##### EXTRACTED TEXT #####
Instead, what you’re mistaking as “industry plant” behavior is actually the work of good A&Rs and social media strategists, who know exactly who their artist is and the audience they should be speaking to. Many of the people burdened with the “industry plant” label have actually been working at this for ages. Tate McRae’s sudden ascent into pop’s A-Class last summer came with its own whirlwind of allegations, but in reality she’d been signed to her label, RCA, since 2019. Only recently has it started to stick.

Lola Young falls into that category too. I met her back in 2019, and she felt like the same person she is today, but her music sounded different. “The behavior around her early releases was actually far more ‘industry plant,’” Michael argues. “Adele-lite music, big-budget vids, pitched to radio, press coverage, etc.—but it did fuck all.” There’s been a notable shift in how major labels cut costs during the pandemic, dropping artists before they’d realized their full potential. Michael agrees that “any other label would have likely dropped her, but they stuck with her, let her do what she wanted to do, and helped her communicate authentically.” Lo and behold, by the time her debut album came around, bringing “Messy” with it, “it began to connect.” 

When Sombr broke through at the start of the summer, the “industry plant” label followed him too. Tweets to the tune of “I didn’t know who this guy was five minutes ago and now he’s everywhere” flooded timelines. It was, as we noted in our cover story, as if his career had caught fire so suddenly that it couldn’t have been organic. But Sombr—real name Shane Boose—was a songwriter who’d been signed since his first viral hit two years prior and has written independently since. If there’s any sense of something manufactured around him, it’s the ingenious @dailysombr TikTok account that stalks him, capturing him from all angles and making funny content from his performances, red carpets, and footage of him stomping the streets. It looks like a fan account until you realize the access is so good, it must be someone on the inside. It gives fans the insights they want, fuels his fanbase with his goofy behavior, and spares Sombr from having to do it all himself. 

But none of this would matter if the music didn’t work. Is success like this the result of major-label trickery—or rather an understanding that our appetite for algorithm-ticking pop music has been more than satiated, so we need something new? 

Likely the latter. “The job of the industry is just to fan the flames, really,” Michael says. Sarah, a successful music manager, agrees: “Almost everything goes viral by accident,” she says, “which is scary, and why major labels have become so irrelevant.” It’s left to an artist to  find fans by being themselves. And they both agree: “Luck.”
#####
§ REQUIREMENT 1
From the article on "industry plant" accusations, list every artist it describes as having drawn that label.
§ REQUIREMENT 2
Carry the article on "industry plant" accusations forward from its final sentence.
The material that comes next is drawn from a separate source.
##### PROVIDED RECORDS #####
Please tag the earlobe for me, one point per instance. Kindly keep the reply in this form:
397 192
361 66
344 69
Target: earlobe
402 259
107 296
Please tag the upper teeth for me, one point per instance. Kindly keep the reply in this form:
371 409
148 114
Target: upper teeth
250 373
#####
##### PROVIDED RECORDS #####
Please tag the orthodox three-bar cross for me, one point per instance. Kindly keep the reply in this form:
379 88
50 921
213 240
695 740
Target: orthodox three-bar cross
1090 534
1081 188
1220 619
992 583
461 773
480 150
#####
##### PROVIDED RECORDS #####
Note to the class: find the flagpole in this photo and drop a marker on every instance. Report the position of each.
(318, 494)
#####
§ EXPECTED ANSWER 1
Tate McRae, Lola Young, and Sombr (Shane Boose).

§ EXPECTED ANSWER 2
“The industry plant accusation is reflective of how mean and bitter everyone is online”

sarah, a music manager

Perhaps some of these artists seem so unknown to us because we no longer live in a monoculture. There’s never been a greater divide between cultural impact and the forms of success that are easier to quantify. “Look at Brat’s streams versus The Tortured Poet’s Department,” Michael says. For context: Brat was Charli XCX’s biggest debut on Spotify, with 15 million streams on release day. Taylor Swift’s Tortured Poets Department? 300 million. Which of those will have a more lasting legacy in culture?

But perhaps it’s worth asking why we feel the need to express these feelings in the first place. It’s true—everywhere we look, it feels like leg-up privilege is making every industry feel more homogenous, and we’re mad about it. But at the same time, the digitization of stan communities has made being at war with others so easy. “This idea of people being an ‘industry plant’ is reflective of how mean and bitter everyone is online,” Sarah says. “It feels like people are in a collective depression, especially post-COVID, and want to tear others down.” 

So are we right to be cynical every time an artist becomes massively famous with very little notice? I’d argue a little cynicism is always healthy, but it seems like the music that finds us—on TikTok, in the charts, on the radio—is reflective of what people want to hear, even if those people aren’t always us. For shame: Your dad doesn’t know who Addison Rae is, but you can bet he’ll be hearing that Alex Warren dude everywhere.